読解文:
#####
「名義預金にご注意を!」小川

平成25年の相続税申告実績によると、その財産構成は

  • ■土地・建物46.7%
  • ■有価証券16.5%
  • ■現金・預貯金26.0%

に対し、申告漏れ財産の構成は

  • 土地・建物15.8%
  • ■有価証券11.7%
  • ■現金・預貯金39.2%

と、相続税申告財産の内訳は土地・建物が非常に多いのですが、申告漏れ財産は現金・預貯金が多くなっています。

これは申告漏れの指摘事項としていわゆる「名義預金」が多いということを表しています。相続税の考え方では、預貯金の名義が亡くなった方のものでなくても、その預貯金を形成した方が実質的に亡くなった方であり単に名義だけが家族等名義のものであれば、亡くなった方の相続財産として計上しなければなりません。

 

ここで名義預金かどうかという判断におけるポイントを簡単に解説します。

1つめが預貯金の原資、2つめが預貯金の支配管理者が誰であったかということです。

 

「原資」とは、その預貯金はどうやって生まれたものかということです。
仮に妻が過去に働いたことがなく、無収入であったならば親の相続や贈与以外で自ら財産を持っているということは考えられないため、そのような状況で妻名義の預貯金が多額にあれば、この資金はどうやって作ったのですか?という話になり相続財産の漏れを指摘される恐れがあります。
#####
提供データ:
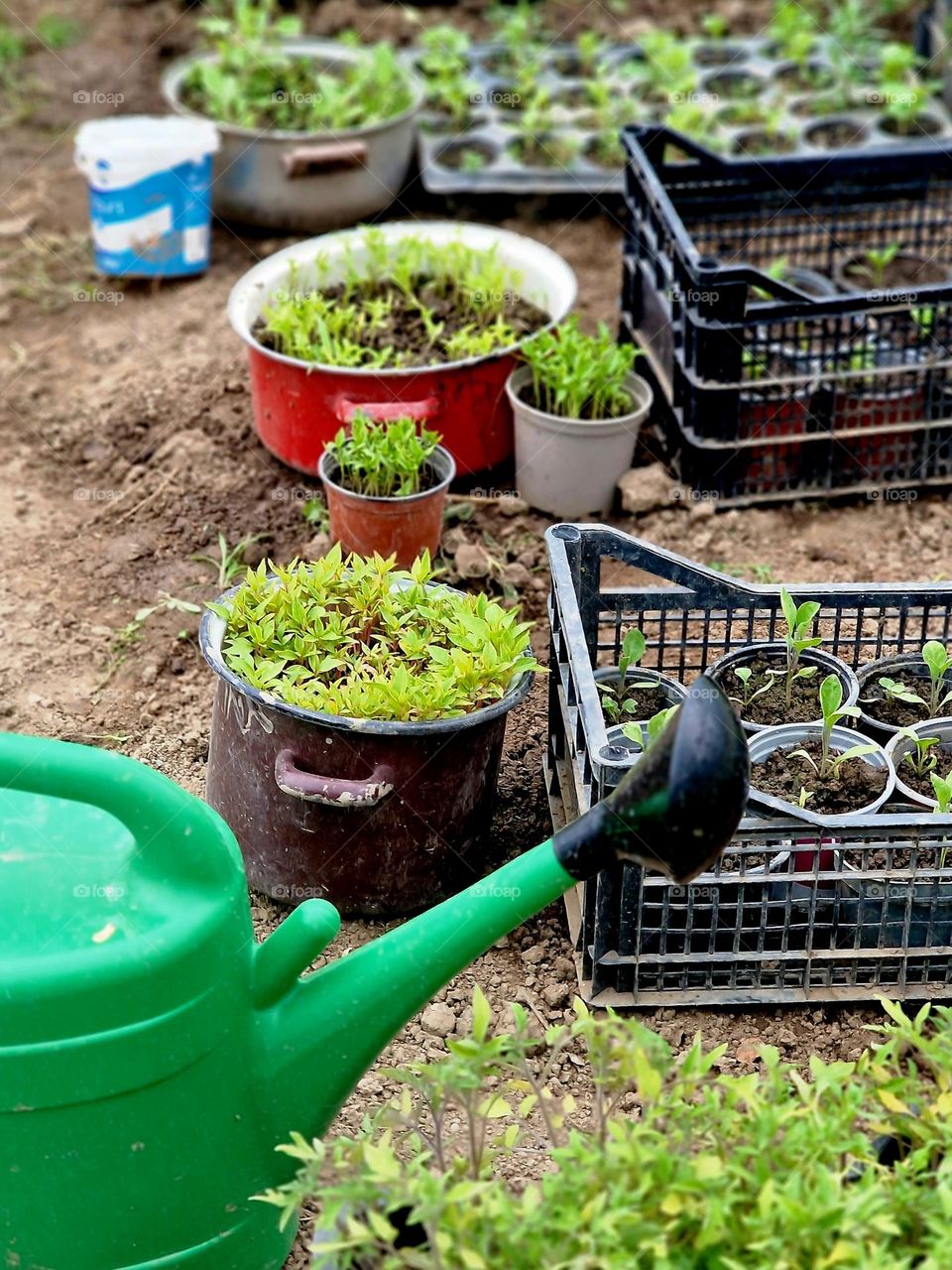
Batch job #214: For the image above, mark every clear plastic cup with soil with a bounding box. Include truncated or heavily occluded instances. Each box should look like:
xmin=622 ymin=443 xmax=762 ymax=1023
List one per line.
#####
取り組む問題:
(A) 名義預金に関する文章のうち、「に対し、申告漏れ財産の構成は」から始まり「て計上しなければなりません。」で終わる部分を、一字も変えずに書き写してください。
(B) 名義預金に関する文章によると、平成25年の相続税申告実績で、申告漏れ財産に占める現金・預貯金の割合は何%ですか。
(C) 名義預金に関する文章を、最後の文のあとから書き進めてください。
上の資料は、名義預金に関する文章とは別のものです。

順番どおりの回答:
(A)
に対し、申告漏れ財産の構成は

  • 土地・建物15.8%
  • ■有価証券11.7%
  • ■現金・預貯金39.2%

と、相続税申告財産の内訳は土地・建物が非常に多いのですが、申告漏れ財産は現金・預貯金が多くなっています。

これは申告漏れの指摘事項としていわゆる「名義預金」が多いということを表しています。相続税の考え方では、預貯金の名義が亡くなった方のものでなくても、その預貯金を形成した方が実質的に亡くなった方であり単に名義だけが家族等名義のものであれば、亡くなった方の相続財産として計上しなければなりません。

(B) 申告漏れ財産に占める現金・預貯金の割合は39.2%です。

(C)
 

「支配管理者が誰であったか」とは、その預金口座を自由に使えていたのは誰であったかということです。
例えば、祖父が孫のために預金口座を開設し、毎年100万円ずつその口座へ資金を移していた場合、祖父が通帳・印鑑を管理等していたときには「名義預金では?」という話がでてきます。
この100万円の資金移動が贈与となるためには、祖父が無償であげた、孫がもらったというお互いの意思表示が必要になります。そのため孫がその預金口座の存在を知らないということは論外ですが、祖父がその口座資金をいつでも自由に引き出せる状態にあり、孫はもらった資金を自由に使えない状況にあれば、実質的には贈与が成立していないとみられ相続財産の漏れを指摘される恐れがあります。

 

相続税対策という点において、暦年の贈与税非課税枠等を利用することは有効ですが、後々の相続時や税務調査時でトラブルとならないように生前から専門家に相談されることをお勧めします。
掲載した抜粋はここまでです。